*Exercise*.
In the browser-sniffing post, how will all versions of Opera identify themselves at the start of the user-agent string?

Start of Excerpted text

Tag Archives: useragent

Browser Sniffing Strikes Again!

As the first major web browser to reach a double-digit version, Opera has been testing out alpha releases of version 10 for months now. One of the early problems they encountered was bad browser detection scripts that only looked at the first digit of a version number and decided that Opera 10 was actually Opera 1, and therefore too old to handle modern web pages.

After extensive testing, they’ve concluded that the best way to work around this is to pretend to be Version 9.80. From now on, all versions of Opera will identify themselves as “Opera/9.80” with the real version appearing later in the user-agent string.

For example:

Opera/9.80 (Macintosh; Intel Mac OS X; U; en) Presto/2.2.15 Version/10.00

This is similar to the way all Gecko-based browsers identify themselves as Mozilla/5.0, then list the real browser name and version number later on, which makes me wonder why they didn’t just stick with that increasingly irrelevant prefix — though I suppose any scripts looking specifically for Opera versions might have still picked up Opera/10 later on in the ID.

End of Excerpted text
Start of Listed entries

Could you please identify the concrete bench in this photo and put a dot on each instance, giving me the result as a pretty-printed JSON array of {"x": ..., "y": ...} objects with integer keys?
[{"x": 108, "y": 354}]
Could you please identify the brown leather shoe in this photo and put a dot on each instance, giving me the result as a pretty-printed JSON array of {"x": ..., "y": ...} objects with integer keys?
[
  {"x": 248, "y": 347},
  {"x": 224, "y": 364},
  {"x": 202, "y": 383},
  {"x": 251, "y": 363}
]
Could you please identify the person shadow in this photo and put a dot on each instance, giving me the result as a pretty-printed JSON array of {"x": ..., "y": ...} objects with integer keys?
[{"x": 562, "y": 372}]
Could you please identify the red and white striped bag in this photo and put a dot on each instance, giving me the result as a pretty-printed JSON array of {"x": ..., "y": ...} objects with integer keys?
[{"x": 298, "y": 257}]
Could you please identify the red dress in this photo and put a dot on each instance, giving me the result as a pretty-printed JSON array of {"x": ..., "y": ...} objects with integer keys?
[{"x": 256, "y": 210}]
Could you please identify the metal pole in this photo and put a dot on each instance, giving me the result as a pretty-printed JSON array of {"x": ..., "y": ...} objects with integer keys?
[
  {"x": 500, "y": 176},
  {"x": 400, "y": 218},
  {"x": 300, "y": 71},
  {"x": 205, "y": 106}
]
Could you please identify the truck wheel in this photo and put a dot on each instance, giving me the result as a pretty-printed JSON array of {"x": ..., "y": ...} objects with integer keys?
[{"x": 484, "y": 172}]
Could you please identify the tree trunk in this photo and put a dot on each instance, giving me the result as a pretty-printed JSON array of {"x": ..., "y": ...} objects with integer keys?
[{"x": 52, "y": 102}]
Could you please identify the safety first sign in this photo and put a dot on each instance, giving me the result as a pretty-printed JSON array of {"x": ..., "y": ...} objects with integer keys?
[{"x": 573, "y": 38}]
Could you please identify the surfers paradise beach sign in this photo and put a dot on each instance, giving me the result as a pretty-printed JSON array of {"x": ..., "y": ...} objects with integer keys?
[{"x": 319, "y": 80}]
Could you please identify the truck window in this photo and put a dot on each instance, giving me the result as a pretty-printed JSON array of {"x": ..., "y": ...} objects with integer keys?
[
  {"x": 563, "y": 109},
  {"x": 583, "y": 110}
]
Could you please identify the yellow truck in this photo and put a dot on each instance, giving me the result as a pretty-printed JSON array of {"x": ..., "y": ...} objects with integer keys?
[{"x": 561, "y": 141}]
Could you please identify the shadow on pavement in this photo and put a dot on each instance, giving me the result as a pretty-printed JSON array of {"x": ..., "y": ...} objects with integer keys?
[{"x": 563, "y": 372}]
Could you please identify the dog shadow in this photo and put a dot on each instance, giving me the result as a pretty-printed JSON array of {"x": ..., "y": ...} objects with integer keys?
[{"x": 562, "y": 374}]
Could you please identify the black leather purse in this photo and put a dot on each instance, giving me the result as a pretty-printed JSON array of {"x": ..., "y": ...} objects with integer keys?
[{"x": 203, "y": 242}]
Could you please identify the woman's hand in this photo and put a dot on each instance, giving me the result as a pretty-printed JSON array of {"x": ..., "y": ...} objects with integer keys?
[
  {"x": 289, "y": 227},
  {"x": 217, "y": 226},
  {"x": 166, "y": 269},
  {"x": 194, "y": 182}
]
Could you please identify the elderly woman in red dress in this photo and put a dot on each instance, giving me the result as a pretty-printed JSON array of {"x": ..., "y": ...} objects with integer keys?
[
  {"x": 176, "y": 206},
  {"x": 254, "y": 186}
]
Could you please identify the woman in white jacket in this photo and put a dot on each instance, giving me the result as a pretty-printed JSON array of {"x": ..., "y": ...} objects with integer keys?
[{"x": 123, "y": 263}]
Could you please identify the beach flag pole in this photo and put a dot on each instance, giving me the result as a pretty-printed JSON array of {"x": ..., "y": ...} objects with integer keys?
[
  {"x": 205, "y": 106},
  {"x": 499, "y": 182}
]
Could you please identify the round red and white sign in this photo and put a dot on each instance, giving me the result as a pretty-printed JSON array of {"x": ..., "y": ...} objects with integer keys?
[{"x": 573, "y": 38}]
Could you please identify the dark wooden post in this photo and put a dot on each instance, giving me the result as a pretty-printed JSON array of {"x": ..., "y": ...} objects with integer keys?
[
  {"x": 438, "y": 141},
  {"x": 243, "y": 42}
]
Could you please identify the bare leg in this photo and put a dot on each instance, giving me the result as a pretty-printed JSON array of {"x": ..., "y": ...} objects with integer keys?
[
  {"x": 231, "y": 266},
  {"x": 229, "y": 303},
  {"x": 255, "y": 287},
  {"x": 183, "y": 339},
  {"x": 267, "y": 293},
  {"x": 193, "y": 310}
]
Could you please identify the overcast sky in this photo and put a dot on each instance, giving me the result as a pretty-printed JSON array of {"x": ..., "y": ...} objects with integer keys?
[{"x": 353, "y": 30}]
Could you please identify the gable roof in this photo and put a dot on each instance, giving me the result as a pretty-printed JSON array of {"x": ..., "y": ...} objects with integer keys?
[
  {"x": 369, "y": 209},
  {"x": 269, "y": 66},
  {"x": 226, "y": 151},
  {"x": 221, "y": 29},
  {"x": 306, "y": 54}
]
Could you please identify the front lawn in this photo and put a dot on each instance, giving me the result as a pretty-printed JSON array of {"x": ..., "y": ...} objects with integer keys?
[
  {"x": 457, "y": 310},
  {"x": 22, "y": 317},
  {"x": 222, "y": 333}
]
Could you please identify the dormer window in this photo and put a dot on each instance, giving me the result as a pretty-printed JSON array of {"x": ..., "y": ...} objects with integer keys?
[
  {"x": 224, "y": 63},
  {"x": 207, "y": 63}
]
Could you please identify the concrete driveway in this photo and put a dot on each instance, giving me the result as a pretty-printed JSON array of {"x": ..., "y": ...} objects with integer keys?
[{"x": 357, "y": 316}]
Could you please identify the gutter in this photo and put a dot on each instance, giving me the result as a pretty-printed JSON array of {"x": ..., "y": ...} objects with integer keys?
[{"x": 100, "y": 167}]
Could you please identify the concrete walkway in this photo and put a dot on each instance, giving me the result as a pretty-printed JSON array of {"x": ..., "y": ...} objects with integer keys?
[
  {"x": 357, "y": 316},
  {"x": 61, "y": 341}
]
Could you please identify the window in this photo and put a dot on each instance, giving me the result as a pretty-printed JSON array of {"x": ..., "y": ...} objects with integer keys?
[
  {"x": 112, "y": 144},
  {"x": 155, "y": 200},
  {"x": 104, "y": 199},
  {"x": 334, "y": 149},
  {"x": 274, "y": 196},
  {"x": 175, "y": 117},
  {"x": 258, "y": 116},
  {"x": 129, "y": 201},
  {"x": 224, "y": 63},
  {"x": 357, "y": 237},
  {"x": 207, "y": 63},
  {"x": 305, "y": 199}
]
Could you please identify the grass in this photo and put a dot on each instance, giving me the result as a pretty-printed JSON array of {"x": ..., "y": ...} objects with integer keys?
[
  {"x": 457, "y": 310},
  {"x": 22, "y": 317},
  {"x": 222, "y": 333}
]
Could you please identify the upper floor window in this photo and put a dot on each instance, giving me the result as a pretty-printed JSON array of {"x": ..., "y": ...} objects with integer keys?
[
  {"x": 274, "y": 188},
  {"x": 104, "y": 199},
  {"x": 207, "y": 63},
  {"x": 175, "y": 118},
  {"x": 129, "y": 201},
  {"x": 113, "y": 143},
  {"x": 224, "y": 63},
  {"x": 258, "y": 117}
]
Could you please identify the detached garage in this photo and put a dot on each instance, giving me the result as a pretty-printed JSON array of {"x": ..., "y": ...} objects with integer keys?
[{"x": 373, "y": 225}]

End of Listed entries

*Reply to the exercise*.
As "Opera/9.80", with the real version appearing later in the string.